Select from the data all lines with the word "wooden".

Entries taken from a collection
━━━━━━━━━━━━━━━━━━━━━━━━━━━━━━

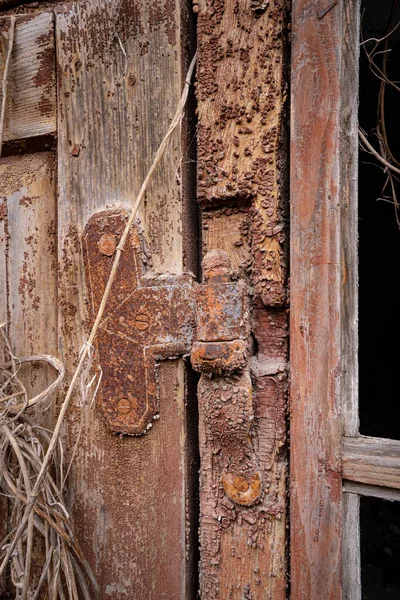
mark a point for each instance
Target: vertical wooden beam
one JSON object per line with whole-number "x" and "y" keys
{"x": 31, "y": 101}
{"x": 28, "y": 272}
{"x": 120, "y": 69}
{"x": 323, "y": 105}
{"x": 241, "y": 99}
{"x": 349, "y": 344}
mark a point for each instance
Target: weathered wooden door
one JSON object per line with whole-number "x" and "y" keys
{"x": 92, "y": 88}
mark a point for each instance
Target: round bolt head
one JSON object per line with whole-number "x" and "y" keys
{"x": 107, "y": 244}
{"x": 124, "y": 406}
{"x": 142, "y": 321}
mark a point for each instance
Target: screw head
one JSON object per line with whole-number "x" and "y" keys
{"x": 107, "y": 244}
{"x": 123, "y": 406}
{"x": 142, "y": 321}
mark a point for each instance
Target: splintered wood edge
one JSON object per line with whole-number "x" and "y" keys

━━━━━━━━━━━━━━━━━━━━━━━━━━━━━━

-- ANSWER BOX --
Target: vertical wooden beam
Target: weathered wooden door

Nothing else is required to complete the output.